* Exercise objective
Can you duplicate each line of the data that follows exactly?

[Stored items]

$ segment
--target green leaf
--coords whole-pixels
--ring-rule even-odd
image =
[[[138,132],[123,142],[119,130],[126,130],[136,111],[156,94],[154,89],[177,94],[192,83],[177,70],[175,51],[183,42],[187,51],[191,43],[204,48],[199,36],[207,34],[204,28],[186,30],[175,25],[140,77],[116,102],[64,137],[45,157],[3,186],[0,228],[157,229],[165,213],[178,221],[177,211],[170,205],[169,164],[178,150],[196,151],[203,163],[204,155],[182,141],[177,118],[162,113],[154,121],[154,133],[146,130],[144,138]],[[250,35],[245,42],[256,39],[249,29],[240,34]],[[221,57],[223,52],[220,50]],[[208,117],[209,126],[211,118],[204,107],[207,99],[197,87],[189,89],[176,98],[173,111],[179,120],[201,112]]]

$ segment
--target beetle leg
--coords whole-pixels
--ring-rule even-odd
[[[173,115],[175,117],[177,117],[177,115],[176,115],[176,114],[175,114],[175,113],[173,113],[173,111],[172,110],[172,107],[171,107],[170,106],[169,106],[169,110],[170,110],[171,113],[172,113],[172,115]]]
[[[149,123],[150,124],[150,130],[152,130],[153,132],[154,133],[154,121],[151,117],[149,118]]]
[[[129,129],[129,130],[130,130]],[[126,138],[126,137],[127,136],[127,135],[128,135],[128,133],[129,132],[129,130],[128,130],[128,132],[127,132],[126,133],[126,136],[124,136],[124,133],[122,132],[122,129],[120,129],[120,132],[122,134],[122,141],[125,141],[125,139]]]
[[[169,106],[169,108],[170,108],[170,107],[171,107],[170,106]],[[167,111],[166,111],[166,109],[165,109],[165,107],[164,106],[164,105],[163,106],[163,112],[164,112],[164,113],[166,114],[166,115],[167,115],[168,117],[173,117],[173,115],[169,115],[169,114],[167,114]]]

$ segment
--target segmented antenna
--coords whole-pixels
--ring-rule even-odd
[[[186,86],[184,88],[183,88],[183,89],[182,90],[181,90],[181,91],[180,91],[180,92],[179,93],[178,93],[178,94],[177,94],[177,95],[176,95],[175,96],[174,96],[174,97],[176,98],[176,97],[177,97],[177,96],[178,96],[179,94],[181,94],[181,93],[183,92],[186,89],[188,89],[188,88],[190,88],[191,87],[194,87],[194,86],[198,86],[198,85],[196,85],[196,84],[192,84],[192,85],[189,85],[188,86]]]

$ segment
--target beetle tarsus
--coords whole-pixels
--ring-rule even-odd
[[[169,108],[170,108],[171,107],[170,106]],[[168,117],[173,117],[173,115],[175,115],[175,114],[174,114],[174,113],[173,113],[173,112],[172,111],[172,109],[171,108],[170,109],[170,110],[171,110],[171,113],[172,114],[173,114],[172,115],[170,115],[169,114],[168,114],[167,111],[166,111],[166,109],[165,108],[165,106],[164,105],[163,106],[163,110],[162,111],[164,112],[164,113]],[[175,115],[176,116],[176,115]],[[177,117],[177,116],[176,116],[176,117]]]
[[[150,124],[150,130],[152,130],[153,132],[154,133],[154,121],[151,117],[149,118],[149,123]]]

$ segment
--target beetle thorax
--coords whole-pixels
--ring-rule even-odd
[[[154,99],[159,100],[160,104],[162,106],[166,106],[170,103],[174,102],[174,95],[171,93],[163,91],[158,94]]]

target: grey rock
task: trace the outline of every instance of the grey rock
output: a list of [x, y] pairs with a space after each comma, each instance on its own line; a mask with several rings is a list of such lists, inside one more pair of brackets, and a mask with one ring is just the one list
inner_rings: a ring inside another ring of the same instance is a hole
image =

* The answer
$ segment
--target green leaf
--coords whole-pixels
--ring-rule even-odd
image =
[[[138,132],[123,142],[119,130],[126,130],[136,111],[156,94],[154,89],[177,94],[192,83],[177,70],[175,51],[183,42],[187,51],[191,43],[204,48],[199,36],[207,34],[204,28],[186,30],[175,25],[140,77],[116,102],[64,137],[45,157],[3,186],[0,228],[157,229],[165,213],[178,221],[177,211],[170,205],[169,164],[178,150],[196,151],[203,163],[204,155],[182,141],[177,118],[162,113],[154,121],[154,133],[146,130],[144,138]],[[250,35],[245,42],[256,39],[249,29],[240,34]],[[221,57],[223,52],[220,50]],[[208,117],[209,126],[211,118],[204,107],[207,99],[197,87],[189,89],[176,98],[173,111],[179,120],[201,112]]]

$ segment
--target beetle leg
--coords whole-pixels
--ring-rule even-odd
[[[173,115],[175,117],[177,117],[177,115],[176,115],[176,114],[175,114],[175,113],[173,113],[173,111],[172,110],[172,107],[171,107],[170,106],[169,106],[169,110],[170,110],[171,113],[172,113],[172,115]]]
[[[149,123],[150,124],[150,130],[152,130],[153,132],[154,133],[154,121],[151,117],[149,118]]]
[[[129,129],[129,130],[130,130]],[[126,138],[126,137],[127,136],[127,135],[128,135],[128,133],[129,132],[129,130],[128,130],[128,132],[127,132],[126,133],[126,136],[124,136],[124,133],[122,132],[122,129],[120,129],[120,132],[122,134],[122,141],[125,141],[125,139]]]
[[[169,106],[169,108],[170,108],[170,107],[171,107],[170,106]],[[167,111],[166,111],[166,109],[165,109],[165,107],[164,106],[164,105],[163,106],[163,112],[164,112],[164,113],[166,114],[166,115],[167,115],[168,117],[173,117],[173,115],[169,115],[169,114],[167,114]]]

$ segment
--target segmented antenna
--coords whole-pixels
--ring-rule even-odd
[[[186,86],[184,88],[183,88],[183,89],[182,90],[181,90],[181,91],[180,91],[180,92],[179,93],[178,93],[178,94],[177,94],[177,95],[176,95],[175,96],[174,96],[174,97],[176,98],[176,97],[177,97],[177,96],[178,96],[179,94],[181,94],[181,93],[183,92],[186,89],[188,89],[188,88],[190,88],[191,87],[194,87],[194,86],[198,86],[198,85],[196,85],[196,84],[192,84],[192,85],[189,85],[188,86]]]

$ segment
--target beetle tarsus
--coords whole-pixels
--ring-rule even-odd
[[[169,108],[170,108],[171,107],[170,106]],[[168,117],[173,117],[173,115],[175,115],[175,114],[174,114],[174,113],[173,113],[173,112],[172,111],[172,109],[171,108],[170,109],[170,110],[171,110],[171,113],[172,114],[173,114],[172,115],[170,115],[169,114],[168,114],[167,111],[166,111],[166,109],[165,108],[165,106],[164,105],[163,106],[163,110],[162,111],[164,112],[164,113]],[[175,115],[176,116],[176,115]],[[177,117],[177,116],[176,116],[176,117]]]
[[[150,124],[150,130],[152,130],[153,132],[154,133],[154,121],[151,117],[149,118],[149,123]]]

$ segment
--target beetle thorax
--coords whole-pixels
--ring-rule even-odd
[[[154,99],[159,100],[160,104],[162,106],[166,106],[170,103],[174,102],[174,95],[171,93],[163,91],[158,94]]]

target: grey rock
task: trace the outline of every instance of the grey rock
output: a list of [x, y] pairs with a space after each comma, each instance on its own line; a mask with several rings is a list of such lists, inside one more pair of brackets, and a mask with one ring is just the one list
inner_rings: a ring inside another ring of the same instance is a hole
image =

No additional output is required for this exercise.